▸ Referring expression pointing data:
--- --- ---
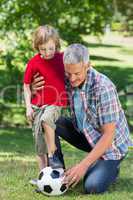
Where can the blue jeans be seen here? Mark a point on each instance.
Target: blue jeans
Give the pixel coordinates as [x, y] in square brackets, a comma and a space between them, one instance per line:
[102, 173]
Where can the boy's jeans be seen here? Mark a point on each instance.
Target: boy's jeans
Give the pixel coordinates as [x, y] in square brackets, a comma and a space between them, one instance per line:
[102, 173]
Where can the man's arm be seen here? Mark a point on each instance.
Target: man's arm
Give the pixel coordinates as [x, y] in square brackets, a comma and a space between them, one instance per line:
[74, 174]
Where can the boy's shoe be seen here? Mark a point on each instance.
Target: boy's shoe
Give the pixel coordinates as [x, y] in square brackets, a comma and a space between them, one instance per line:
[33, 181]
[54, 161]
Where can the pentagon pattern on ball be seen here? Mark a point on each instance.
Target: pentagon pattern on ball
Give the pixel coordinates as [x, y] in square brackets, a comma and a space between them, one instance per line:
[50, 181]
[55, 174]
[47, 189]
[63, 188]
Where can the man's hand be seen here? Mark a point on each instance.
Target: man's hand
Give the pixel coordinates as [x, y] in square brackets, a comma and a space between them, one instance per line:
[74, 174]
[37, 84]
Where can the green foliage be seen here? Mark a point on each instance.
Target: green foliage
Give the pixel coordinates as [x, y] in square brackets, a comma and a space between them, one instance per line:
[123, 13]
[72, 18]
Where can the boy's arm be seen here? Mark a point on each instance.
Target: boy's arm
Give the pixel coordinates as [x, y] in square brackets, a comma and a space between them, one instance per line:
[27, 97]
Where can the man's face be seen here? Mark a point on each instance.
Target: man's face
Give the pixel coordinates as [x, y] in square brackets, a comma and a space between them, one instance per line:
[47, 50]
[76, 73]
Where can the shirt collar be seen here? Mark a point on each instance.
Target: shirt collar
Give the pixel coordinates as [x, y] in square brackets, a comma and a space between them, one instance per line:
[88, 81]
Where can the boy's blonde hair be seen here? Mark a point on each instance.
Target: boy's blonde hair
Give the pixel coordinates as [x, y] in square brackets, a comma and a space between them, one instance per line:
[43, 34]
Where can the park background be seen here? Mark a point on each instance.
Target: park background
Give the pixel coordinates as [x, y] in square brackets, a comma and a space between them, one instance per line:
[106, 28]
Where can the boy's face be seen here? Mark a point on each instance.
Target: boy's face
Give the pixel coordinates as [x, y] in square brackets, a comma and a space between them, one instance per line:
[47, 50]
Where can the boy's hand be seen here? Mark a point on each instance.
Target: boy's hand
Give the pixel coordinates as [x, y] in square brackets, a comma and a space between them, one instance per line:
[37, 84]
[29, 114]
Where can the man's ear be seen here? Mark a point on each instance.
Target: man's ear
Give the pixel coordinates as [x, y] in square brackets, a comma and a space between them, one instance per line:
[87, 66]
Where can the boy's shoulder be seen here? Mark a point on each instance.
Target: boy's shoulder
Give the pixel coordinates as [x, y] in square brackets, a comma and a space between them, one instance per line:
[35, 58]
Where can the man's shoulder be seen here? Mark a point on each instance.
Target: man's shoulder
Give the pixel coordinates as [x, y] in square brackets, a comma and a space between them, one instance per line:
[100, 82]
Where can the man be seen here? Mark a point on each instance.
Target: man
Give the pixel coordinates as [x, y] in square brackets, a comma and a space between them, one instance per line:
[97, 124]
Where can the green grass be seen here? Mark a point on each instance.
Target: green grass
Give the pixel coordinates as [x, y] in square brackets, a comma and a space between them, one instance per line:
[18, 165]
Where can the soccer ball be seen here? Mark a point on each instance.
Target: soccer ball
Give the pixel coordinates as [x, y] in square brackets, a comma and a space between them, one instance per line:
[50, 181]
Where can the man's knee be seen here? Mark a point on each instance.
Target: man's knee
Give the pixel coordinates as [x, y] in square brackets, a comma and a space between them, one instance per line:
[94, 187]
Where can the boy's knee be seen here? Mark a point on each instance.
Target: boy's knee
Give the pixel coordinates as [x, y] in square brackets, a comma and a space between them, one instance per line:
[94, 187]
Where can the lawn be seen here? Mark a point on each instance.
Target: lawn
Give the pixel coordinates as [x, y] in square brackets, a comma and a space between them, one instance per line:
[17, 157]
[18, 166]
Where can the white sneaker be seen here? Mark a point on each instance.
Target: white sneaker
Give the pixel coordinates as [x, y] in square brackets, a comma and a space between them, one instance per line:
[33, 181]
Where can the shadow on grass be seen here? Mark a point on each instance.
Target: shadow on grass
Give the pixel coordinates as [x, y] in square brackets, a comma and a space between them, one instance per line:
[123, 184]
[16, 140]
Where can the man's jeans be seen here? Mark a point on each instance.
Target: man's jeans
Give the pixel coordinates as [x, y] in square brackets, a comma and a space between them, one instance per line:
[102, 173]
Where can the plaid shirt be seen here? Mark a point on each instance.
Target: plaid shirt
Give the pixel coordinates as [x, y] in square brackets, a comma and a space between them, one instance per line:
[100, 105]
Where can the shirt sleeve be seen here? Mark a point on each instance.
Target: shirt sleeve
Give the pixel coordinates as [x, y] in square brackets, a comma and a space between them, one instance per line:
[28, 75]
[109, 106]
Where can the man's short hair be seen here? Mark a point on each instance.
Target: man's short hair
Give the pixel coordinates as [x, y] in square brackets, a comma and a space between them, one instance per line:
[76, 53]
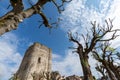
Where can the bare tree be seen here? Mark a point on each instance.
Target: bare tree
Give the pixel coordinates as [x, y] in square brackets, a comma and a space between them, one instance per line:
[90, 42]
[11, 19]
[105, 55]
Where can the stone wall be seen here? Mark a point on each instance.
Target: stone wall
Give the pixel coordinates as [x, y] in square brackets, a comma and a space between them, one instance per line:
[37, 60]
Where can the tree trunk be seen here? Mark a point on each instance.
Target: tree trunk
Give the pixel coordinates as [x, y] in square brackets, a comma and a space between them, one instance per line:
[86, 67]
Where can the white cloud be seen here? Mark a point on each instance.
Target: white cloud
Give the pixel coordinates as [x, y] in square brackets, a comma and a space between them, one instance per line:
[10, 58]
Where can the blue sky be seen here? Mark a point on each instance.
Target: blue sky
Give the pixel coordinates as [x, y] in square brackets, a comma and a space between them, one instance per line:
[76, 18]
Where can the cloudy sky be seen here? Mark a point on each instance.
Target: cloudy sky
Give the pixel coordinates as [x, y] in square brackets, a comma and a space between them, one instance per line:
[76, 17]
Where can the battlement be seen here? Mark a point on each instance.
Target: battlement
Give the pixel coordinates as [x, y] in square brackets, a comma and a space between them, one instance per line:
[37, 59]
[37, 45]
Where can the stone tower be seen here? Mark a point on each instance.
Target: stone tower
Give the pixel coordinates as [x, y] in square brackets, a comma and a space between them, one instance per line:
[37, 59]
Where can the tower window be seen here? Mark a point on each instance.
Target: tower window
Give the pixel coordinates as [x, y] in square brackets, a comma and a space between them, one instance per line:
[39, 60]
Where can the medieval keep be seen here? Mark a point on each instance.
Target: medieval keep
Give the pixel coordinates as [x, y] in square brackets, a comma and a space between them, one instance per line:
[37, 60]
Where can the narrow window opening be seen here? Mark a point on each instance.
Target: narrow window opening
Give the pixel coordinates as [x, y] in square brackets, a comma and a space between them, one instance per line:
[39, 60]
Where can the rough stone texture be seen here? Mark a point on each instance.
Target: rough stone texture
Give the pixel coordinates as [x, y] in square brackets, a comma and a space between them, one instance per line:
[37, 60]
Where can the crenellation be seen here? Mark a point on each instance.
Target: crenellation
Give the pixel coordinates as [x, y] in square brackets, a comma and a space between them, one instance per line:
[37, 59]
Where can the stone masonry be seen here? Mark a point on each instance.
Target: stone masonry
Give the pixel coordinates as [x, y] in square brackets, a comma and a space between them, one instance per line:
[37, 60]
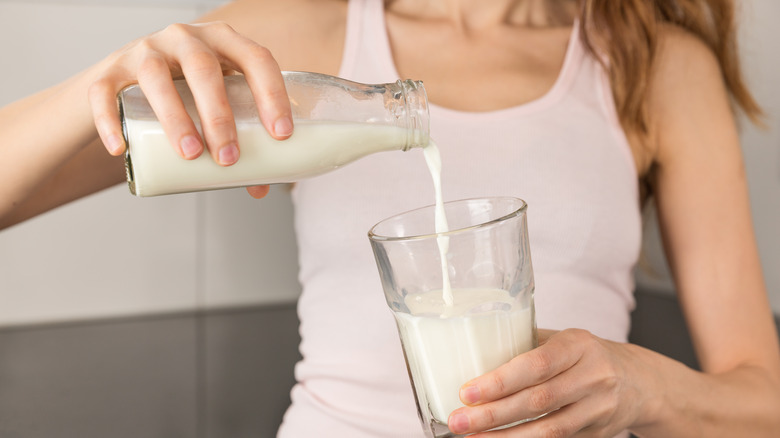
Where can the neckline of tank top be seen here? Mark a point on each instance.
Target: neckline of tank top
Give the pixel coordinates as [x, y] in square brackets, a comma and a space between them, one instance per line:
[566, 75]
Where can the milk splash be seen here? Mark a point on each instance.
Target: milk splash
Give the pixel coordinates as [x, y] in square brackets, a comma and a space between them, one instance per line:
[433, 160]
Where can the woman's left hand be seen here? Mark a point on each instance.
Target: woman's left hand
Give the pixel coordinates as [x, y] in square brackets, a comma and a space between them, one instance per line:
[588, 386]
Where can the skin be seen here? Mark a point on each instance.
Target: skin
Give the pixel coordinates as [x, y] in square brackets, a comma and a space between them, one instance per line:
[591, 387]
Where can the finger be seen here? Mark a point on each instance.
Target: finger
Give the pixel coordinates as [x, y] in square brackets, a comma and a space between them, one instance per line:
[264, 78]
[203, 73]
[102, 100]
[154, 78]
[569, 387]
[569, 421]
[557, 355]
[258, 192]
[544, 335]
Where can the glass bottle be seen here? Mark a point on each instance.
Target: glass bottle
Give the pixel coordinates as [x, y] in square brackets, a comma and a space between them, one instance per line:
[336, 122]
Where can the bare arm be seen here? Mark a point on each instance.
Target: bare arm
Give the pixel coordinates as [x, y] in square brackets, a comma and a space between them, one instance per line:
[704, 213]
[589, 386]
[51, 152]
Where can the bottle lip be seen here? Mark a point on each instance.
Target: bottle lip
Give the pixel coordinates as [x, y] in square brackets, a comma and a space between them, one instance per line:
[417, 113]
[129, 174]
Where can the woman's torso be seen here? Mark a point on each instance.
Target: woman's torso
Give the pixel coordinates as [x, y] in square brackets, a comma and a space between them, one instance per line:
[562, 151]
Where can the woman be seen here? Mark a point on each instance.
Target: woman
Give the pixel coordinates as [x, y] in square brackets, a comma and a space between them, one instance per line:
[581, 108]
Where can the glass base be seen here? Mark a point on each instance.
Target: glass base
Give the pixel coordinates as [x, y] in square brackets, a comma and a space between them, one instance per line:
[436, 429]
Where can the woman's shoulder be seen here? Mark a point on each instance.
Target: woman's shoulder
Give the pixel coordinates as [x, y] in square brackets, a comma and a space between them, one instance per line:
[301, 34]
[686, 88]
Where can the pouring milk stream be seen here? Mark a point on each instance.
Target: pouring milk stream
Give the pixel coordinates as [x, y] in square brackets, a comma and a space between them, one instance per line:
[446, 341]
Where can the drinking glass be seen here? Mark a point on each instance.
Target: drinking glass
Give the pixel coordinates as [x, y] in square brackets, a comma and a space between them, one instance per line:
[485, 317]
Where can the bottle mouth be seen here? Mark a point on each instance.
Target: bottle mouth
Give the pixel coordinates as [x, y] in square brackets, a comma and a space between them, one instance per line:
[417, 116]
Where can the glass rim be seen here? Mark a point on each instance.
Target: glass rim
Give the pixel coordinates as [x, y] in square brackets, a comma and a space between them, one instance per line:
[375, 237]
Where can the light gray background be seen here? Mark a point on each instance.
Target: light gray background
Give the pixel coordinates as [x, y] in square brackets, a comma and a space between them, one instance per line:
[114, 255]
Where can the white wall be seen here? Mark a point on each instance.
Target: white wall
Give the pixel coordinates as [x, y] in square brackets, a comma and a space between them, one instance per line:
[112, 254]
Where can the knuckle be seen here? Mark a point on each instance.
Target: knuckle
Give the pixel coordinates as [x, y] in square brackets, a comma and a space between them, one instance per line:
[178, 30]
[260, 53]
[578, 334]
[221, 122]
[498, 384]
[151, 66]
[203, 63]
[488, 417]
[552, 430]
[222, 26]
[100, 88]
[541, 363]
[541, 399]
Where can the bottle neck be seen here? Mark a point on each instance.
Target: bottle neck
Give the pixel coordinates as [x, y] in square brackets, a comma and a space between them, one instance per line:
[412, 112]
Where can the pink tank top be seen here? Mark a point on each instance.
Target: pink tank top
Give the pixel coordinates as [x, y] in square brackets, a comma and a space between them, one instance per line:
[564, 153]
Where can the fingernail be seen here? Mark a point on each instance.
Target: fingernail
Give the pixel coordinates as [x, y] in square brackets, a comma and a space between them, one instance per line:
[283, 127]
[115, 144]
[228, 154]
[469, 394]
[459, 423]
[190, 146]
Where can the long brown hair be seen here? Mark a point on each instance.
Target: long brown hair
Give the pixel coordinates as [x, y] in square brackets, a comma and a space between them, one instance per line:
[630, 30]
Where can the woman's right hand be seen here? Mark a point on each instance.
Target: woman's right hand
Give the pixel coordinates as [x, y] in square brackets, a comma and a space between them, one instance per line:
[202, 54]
--- --- ---
▸ DIRECTIONS: The exact lines from the beginning of the data through the one that contains "Where can the green foliage" must be given again, both ends included, and pictures must be left out.

▸ RESPONSE AREA:
Where can the blue jeans be seen here? Mark a point on each instance.
Target: blue jeans
Give the pixel coordinates as [x, y] in square brackets, a comma and a space between them, one instance per line:
[102, 173]
Where can the boy's jeans be seen here? Mark a point on each instance.
Target: boy's jeans
Give the pixel coordinates as [x, y] in square brackets, a comma and a space between them, one instance per line:
[102, 173]
Where can the man's arm be seen here? Mark a point on each instance.
Target: man's arm
Give the pixel coordinates as [x, y] in square brackets, a comma and a space between them, one instance per line:
[74, 174]
Where can the boy's shoe be seen here? Mark a point on each instance.
Target: boy's shoe
Give the pixel coordinates as [x, y] in square brackets, a comma and a space between them, one instance per line:
[33, 181]
[54, 161]
Where can the pentagon pattern on ball be seen here? Mark a point on each instance.
Target: pentagon pattern on ball
Give the pixel coordinates as [x, y] in square brackets, a comma and a space between them, one instance per line:
[50, 181]
[55, 174]
[47, 189]
[63, 188]
Where can the man's hand be seen here? Mark a point on each instance.
Target: man's hand
Give the pixel coordinates as [x, y] in square brackets, a comma and a space between them, one instance per line:
[74, 174]
[37, 84]
Where can the green foliage be seen here? Mark a point on each instance.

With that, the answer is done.